> Document excerpt:
────────

# Tidy data and nested schemas

Data tidying is the concept of structuring datasets to facilitate analysis.

The principles of tidy data have been described in 2013 by statistician [Hadley Wickman](http://hadley.nz/) and closely tied to the principles of relational databases and Codd's relational algebra. They provide a standard way to organize data values within a dataset and can be synthetized as:

- Each variable forms a column.
- Each observation forms a row.
- Each type of observational unit forms a table.

## What will you learn in this course? 🧐🧐
This course will demonstrate how to tidy up a Dataframe's schema. Here's the ouline:

* Array operations and nested schemas
    * `F.size(...)`
    * `F.explode(...)`
    * `.groupBy()` again ;)
    * `.collect_list(...)`
* Deep Nested schema
    * `.getField(...)`
* Even deeper
* Advanced groupBy



## Array operations and nested schemas ⚙️⚙️

In this lecture we will introduce some spark sql which we'll need in order to clean our datasets before we run further analysis.

In [0]:
# Pas utile si on est sur databriks

# spark
# sc = spark.sparkContext

In [0]:
# prelude

from pyspark.sql import functions as F # This will load the class where spark sql functions are contained
from pyspark.sql import Row # this will let us manipulate rows with spark sql
from pyspark.sql.types import * # Import types to convert columns using spark sql

Let's say we have some data about users, here we create a RDD from a dict, but in real life, we would obtain it through a pipeline or a query from a database.

────────

> Problem set:
1: Translate this sentence from the tidy data tutorial into French: "Data tidying is the concept of structuring datasets to facilitate analysis."
2: Continue the tidy data tutorial from its last sentence, writing the passage that comes next.

> Data lines:
────────

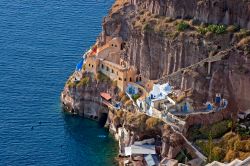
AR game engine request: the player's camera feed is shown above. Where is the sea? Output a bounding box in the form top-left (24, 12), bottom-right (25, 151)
top-left (0, 0), bottom-right (118, 166)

────────

> Answers provided:
1: Le rangement des données est le concept qui consiste à structurer des jeux de données pour en faciliter l'analyse.

2:
# LEVEL 1

In [0]:
users_dct = [
    {'id': 1, 'name': 'George', 'orders': [50.61, 31.32, 20.9]},
    {'id': 2, 'name': 'Hugues', 'orders': [133.8, 59.0, 40.03, 27.91]}
]

users_rdd = sc.parallelize(users_dct)

# Les 2 lignes ci-dessous fonctionnent
# Sans doute car y a 1 seul niveau
# users_df = spark.createDataFrame(users_rdd.map(lambda x: Row(**x))) # this is called unpacking, 
users_df = spark.createDataFrame(users_rdd)

# try this command with Row(x) and Row(*x) to understand what it does
users_df.show()

+---+------+--------------------+
| id|  name|              orders|
+---+------+--------------------+
|  1|George|[50.61, 31.32, 20.9]|
|  2|Hugues|[133.8, 59.0, 40....|
+---+------+--------------------+



In [0]:
# The .createDataFrame(...) method is able to infer the data schema by itself
users_df.printSchema()

root
 |-- id: long (nullable = true)
 |-- name: string (nullable = true)
 |-- orders: array (nullable = true)
 |    |-- element: double (containsNull = true)



Although Spark is able to infer the data schema by itself, it can be useful to design it yourself, let's try and do this.

In [0]:
# from pyspark.sql.types import * # Import types to convert columns using spark sql

In [0]:
users_dct = [
    {'id': 1, 'name': 'George', 'orders': [50, 31, 20]},
    {'id': 2, 'name': 'Hugues', 'orders': [133, 59, 40, 27]}
]
users_rdd = sc.parallelize(users_dct)

# we create a variable schema as a list of StructField inside a StructType object
schema = StructType([
    StructField('id', IntegerType(), True), # the first column is of type Integer
    StructField('name', StringType(), True), # the second column is a String
    StructField('orders', ArrayType(IntegerType()), True) # the third column contains Array of Integer
])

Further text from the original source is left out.